[[ Entries provided open ]]
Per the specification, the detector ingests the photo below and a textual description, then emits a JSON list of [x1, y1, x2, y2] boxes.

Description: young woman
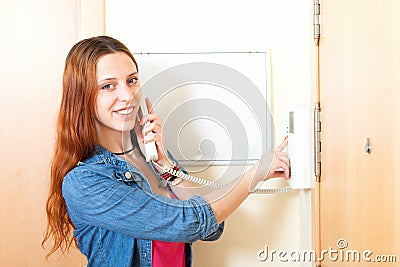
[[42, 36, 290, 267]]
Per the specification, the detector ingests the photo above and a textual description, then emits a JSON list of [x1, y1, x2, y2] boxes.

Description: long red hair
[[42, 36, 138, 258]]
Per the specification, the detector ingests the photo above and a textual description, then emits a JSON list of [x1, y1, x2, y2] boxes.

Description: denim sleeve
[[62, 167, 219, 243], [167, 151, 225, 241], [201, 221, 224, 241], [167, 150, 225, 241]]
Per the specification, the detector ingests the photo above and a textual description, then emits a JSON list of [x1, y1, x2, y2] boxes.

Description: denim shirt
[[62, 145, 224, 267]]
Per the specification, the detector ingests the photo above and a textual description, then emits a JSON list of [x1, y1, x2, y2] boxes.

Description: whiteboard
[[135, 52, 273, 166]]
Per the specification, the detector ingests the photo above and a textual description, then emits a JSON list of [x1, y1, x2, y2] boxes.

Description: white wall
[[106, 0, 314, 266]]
[[ Entries provided closed ]]
[[ Entries provided open ]]
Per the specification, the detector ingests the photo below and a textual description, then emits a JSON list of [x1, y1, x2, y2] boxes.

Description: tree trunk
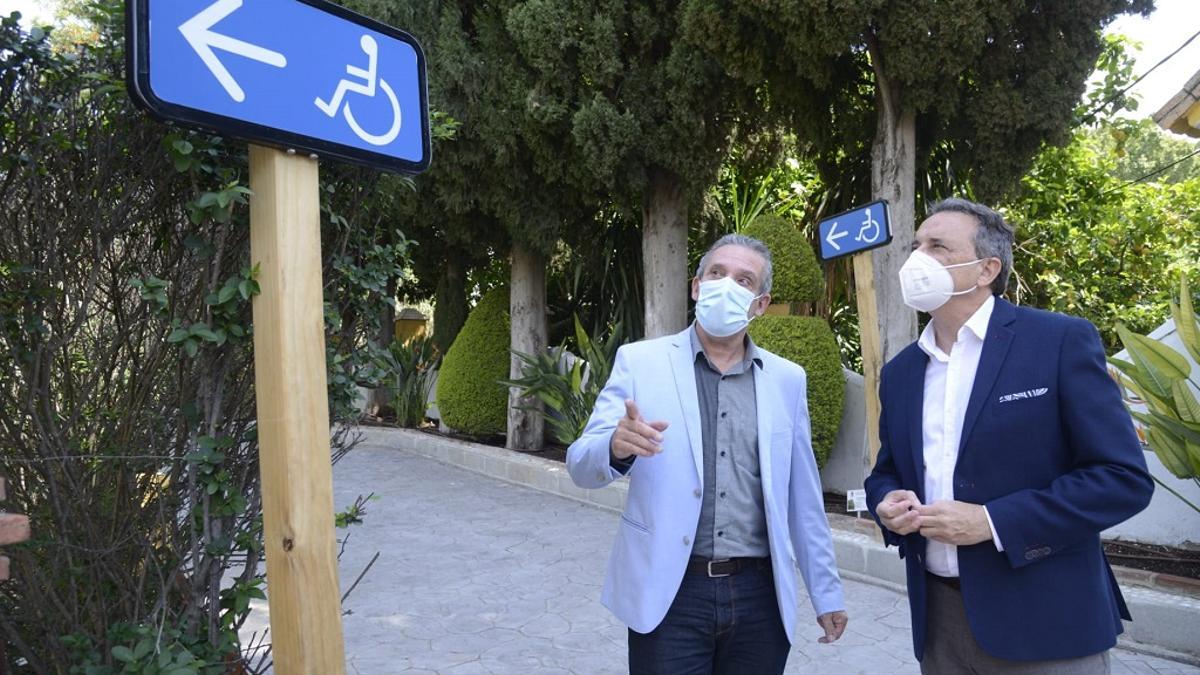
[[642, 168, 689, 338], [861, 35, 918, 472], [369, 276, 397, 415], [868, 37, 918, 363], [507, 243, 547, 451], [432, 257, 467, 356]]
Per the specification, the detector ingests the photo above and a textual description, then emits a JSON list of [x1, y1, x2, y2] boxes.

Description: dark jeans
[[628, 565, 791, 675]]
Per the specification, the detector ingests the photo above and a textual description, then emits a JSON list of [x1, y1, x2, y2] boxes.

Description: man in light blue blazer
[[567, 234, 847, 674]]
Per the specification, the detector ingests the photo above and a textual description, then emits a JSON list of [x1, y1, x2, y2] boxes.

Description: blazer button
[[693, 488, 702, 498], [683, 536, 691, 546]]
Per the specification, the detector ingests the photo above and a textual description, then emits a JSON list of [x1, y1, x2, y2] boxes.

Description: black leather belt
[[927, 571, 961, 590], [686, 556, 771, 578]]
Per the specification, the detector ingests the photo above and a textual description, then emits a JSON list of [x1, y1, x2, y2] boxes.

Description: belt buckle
[[ Entries provided closed ]]
▸ **Task directions**
Among the entries above, the line containing "Description: man in light blue blazer", the line containing "Description: belt buckle", and all lines between them are to be restated word for word; nothing else belongs in the reply.

▸ **Task response**
Description: man in light blue blazer
[[567, 234, 847, 674]]
Per the specification, the detector ingests the photo above and a textual description, then emits a JSON list of [x1, y1, x2, y2] boxes.

Description: blazer button
[[693, 488, 702, 498], [683, 536, 691, 546]]
Per the specification, the detector ingests the photo above and a textual description, then emits a JSON list of [x1, y1, x2, y2] boxes.

Description: black leather belt
[[927, 571, 961, 590], [686, 556, 771, 578]]
Per the specification, the detector ingests the photo above and a textual description, then emits a JSON list of [x1, y1, x2, y2] boxes.

Description: belt buckle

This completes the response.